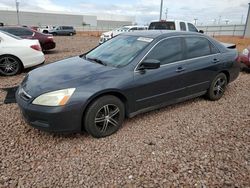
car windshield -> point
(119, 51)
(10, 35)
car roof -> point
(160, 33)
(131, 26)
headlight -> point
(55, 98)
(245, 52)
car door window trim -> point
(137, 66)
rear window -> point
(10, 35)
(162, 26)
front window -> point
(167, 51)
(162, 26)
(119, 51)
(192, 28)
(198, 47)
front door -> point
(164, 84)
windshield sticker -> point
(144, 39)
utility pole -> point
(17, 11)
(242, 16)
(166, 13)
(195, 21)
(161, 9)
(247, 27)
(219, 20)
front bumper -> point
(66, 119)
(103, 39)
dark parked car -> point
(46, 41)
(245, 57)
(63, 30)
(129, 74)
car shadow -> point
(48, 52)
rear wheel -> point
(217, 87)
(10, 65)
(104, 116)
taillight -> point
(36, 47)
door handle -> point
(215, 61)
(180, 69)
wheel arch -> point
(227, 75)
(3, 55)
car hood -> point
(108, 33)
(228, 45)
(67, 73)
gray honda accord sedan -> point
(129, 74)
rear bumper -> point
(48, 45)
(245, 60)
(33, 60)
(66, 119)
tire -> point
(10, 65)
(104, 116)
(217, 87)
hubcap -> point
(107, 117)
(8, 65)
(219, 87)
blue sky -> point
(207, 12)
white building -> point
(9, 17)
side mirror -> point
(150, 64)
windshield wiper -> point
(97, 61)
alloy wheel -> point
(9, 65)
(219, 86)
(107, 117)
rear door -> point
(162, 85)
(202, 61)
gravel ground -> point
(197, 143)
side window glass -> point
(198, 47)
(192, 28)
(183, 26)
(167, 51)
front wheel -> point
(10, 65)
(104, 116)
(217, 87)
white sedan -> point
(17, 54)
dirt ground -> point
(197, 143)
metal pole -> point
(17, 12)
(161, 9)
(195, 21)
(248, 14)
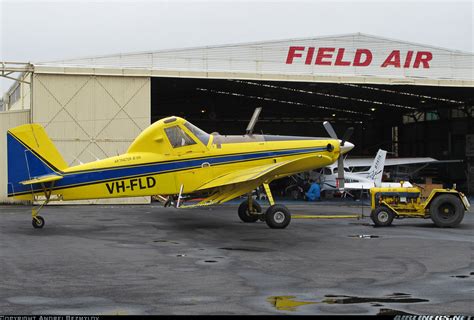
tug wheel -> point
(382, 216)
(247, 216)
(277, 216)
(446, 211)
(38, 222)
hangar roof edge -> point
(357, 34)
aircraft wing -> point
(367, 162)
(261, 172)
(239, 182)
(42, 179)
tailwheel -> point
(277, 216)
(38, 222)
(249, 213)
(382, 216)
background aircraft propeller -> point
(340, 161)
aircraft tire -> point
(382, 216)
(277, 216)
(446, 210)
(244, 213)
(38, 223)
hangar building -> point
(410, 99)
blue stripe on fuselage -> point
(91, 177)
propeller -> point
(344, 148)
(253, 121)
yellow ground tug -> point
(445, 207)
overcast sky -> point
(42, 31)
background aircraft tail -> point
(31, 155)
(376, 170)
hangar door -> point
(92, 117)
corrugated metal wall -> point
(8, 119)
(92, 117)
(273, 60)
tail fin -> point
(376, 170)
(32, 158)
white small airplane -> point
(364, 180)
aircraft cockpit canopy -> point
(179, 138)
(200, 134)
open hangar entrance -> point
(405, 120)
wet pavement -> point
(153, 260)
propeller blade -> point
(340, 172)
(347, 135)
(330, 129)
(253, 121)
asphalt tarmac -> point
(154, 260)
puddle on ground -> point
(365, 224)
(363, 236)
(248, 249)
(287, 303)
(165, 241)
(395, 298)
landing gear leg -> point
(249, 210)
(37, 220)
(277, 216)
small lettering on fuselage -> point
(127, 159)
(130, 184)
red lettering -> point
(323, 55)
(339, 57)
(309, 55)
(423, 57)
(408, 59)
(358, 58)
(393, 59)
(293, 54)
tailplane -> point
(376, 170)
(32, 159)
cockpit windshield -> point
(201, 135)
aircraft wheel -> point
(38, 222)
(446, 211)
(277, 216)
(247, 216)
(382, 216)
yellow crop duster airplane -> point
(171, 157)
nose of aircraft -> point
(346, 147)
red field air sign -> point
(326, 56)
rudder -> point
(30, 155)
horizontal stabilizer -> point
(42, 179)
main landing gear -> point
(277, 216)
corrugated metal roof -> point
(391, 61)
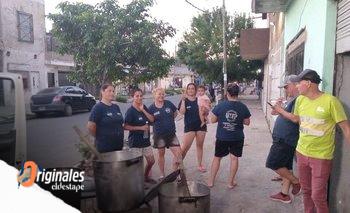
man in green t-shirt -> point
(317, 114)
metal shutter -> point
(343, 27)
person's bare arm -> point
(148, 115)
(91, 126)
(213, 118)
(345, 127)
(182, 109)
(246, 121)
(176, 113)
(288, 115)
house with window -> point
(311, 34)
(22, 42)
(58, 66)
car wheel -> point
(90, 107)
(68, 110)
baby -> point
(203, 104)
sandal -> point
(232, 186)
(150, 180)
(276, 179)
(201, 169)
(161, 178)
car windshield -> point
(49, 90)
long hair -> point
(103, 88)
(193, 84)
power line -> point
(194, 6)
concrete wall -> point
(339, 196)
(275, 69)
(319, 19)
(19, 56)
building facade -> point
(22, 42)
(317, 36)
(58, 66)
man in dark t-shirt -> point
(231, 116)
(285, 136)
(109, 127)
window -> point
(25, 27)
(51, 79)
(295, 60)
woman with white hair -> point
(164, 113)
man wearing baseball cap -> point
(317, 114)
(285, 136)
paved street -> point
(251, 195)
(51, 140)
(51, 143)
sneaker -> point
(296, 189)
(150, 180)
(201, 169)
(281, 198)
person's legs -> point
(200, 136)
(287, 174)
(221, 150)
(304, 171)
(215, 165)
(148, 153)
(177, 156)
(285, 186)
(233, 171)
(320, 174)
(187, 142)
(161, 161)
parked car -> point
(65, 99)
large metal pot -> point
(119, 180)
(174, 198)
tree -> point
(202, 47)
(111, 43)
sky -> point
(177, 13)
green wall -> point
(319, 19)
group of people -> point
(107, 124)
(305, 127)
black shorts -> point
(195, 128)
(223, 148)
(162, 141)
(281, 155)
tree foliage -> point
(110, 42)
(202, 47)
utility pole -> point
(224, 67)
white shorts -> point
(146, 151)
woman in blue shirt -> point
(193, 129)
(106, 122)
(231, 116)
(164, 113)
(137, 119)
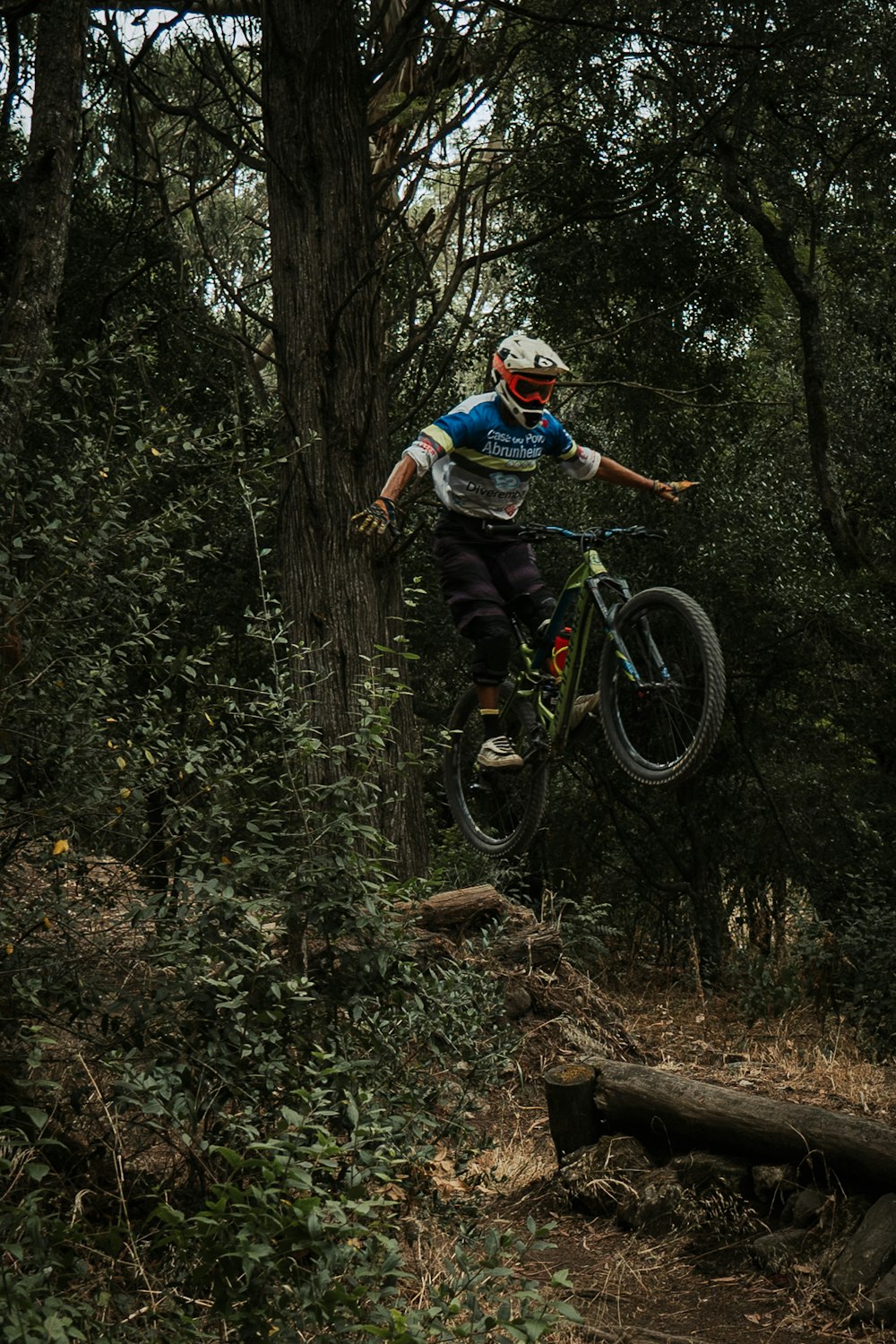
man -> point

*-*-*

**Exercise:** Apart from the pictures, write every entry out again exactly.

**Solution for this task:**
car windshield -> point
(119, 51)
(10, 35)
car roof -> point
(160, 33)
(131, 26)
headlight -> point
(55, 98)
(245, 52)
car door window trim -> point
(137, 66)
rear window -> point
(10, 35)
(162, 26)
front window -> point
(167, 51)
(162, 26)
(119, 51)
(192, 28)
(198, 47)
front door -> point
(164, 84)
windshield sticker -> point
(144, 39)
utility pole -> point
(17, 11)
(242, 16)
(166, 13)
(195, 21)
(161, 9)
(247, 27)
(219, 20)
front bumper -> point
(66, 119)
(103, 39)
dark parked car -> point
(46, 41)
(245, 57)
(63, 30)
(129, 74)
car shadow -> point
(48, 52)
rear wheel -> point
(217, 87)
(10, 65)
(104, 116)
taillight -> point
(36, 47)
door handle -> point
(215, 61)
(180, 69)
wheel arch -> point
(227, 75)
(3, 55)
car hood -> point
(108, 33)
(228, 45)
(67, 73)
gray honda accord sedan -> point
(129, 74)
rear bumper -> point
(48, 45)
(245, 60)
(33, 60)
(66, 119)
tire -> point
(10, 65)
(104, 116)
(217, 87)
hubcap -> point
(107, 117)
(8, 65)
(219, 87)
blue sky -> point
(207, 12)
white building -> point
(9, 17)
side mirror -> point
(150, 64)
windshield wiper -> point
(97, 61)
alloy wheel -> point
(9, 65)
(219, 86)
(107, 117)
rear door -> point
(162, 85)
(202, 61)
gravel ground -> point
(197, 143)
side window glass -> point
(198, 47)
(192, 28)
(183, 26)
(167, 51)
front wheel -> point
(10, 65)
(104, 116)
(217, 87)
white sedan -> point
(17, 54)
dirt ground -> point
(197, 143)
metal pole -> point
(17, 12)
(161, 9)
(195, 21)
(248, 14)
tug wheel -> point
(382, 216)
(247, 216)
(277, 216)
(446, 211)
(38, 222)
hangar roof edge -> point
(357, 34)
aircraft wing -> point
(367, 162)
(261, 172)
(239, 182)
(42, 179)
tailwheel -> point
(277, 216)
(38, 222)
(249, 213)
(382, 216)
background aircraft propeller -> point
(340, 161)
aircraft tire -> point
(382, 216)
(277, 216)
(446, 210)
(244, 213)
(38, 223)
hangar building -> point
(410, 99)
blue stripe on fuselage -> point
(91, 177)
propeller -> point
(344, 148)
(253, 121)
yellow ground tug -> point
(445, 207)
overcast sky -> point
(42, 31)
background aircraft tail -> point
(31, 155)
(376, 170)
hangar door -> point
(92, 117)
corrugated metal wall -> point
(8, 119)
(92, 117)
(273, 60)
tail fin -> point
(376, 170)
(32, 158)
white small airplane -> point
(364, 180)
aircraft cockpit canopy -> point
(179, 138)
(200, 134)
open hangar entrance -> point
(405, 120)
wet pavement -> point
(153, 260)
propeller blade -> point
(340, 172)
(347, 135)
(330, 129)
(253, 121)
asphalt tarmac -> point
(154, 260)
puddle on ground -> point
(365, 224)
(363, 236)
(248, 249)
(287, 303)
(165, 241)
(395, 298)
landing gear leg -> point
(249, 210)
(37, 220)
(277, 216)
small lettering on fuselage -> point
(127, 159)
(130, 184)
red lettering -> point
(323, 55)
(339, 57)
(309, 55)
(423, 57)
(408, 59)
(358, 58)
(393, 59)
(293, 54)
tailplane -> point
(376, 170)
(32, 159)
cockpit windshield -> point
(201, 135)
aircraft wheel -> point
(38, 222)
(446, 211)
(277, 216)
(247, 216)
(382, 216)
yellow crop duster airplane -> point
(171, 157)
nose of aircraft -> point
(346, 147)
red field air sign -> point
(326, 56)
rudder -> point
(30, 155)
horizontal stabilizer -> point
(42, 179)
main landing gear -> point
(277, 216)
corrugated metal roof -> point
(391, 61)
man in green t-shirt -> point
(317, 114)
metal shutter -> point
(343, 27)
person's bare arm -> point
(148, 115)
(91, 126)
(213, 118)
(345, 127)
(182, 109)
(246, 121)
(176, 113)
(288, 115)
house with window -> point
(311, 34)
(22, 42)
(58, 66)
car wheel -> point
(90, 107)
(68, 110)
baby -> point
(203, 104)
sandal -> point
(232, 186)
(150, 180)
(276, 179)
(201, 169)
(161, 178)
car windshield -> point
(49, 90)
long hair -> point
(103, 88)
(193, 84)
power line -> point
(194, 6)
concrete wall -> point
(339, 196)
(275, 69)
(319, 19)
(19, 56)
building facade -> point
(22, 42)
(317, 36)
(58, 66)
man in dark t-shirt -> point
(231, 116)
(285, 136)
(109, 127)
window -> point
(25, 27)
(51, 79)
(295, 60)
woman with white hair -> point
(164, 113)
man wearing baseball cap -> point
(317, 114)
(285, 136)
paved street -> point
(251, 195)
(51, 140)
(51, 143)
sneaker -> point
(296, 189)
(150, 180)
(201, 169)
(281, 198)
person's legs -> point
(200, 136)
(287, 174)
(221, 150)
(304, 171)
(215, 165)
(148, 153)
(177, 156)
(285, 186)
(233, 171)
(320, 174)
(187, 142)
(161, 161)
parked car -> point
(65, 99)
large metal pot -> point
(119, 180)
(174, 198)
tree -> point
(202, 47)
(111, 43)
sky -> point
(177, 13)
green wall -> point
(319, 19)
group of people -> point
(107, 124)
(305, 127)
black shorts -> point
(195, 128)
(223, 148)
(162, 141)
(281, 155)
tree foliage -> point
(110, 42)
(202, 47)
utility pole -> point
(224, 67)
white shorts -> point
(146, 151)
woman in blue shirt -> point
(193, 129)
(106, 122)
(231, 116)
(164, 113)
(137, 119)
man -> point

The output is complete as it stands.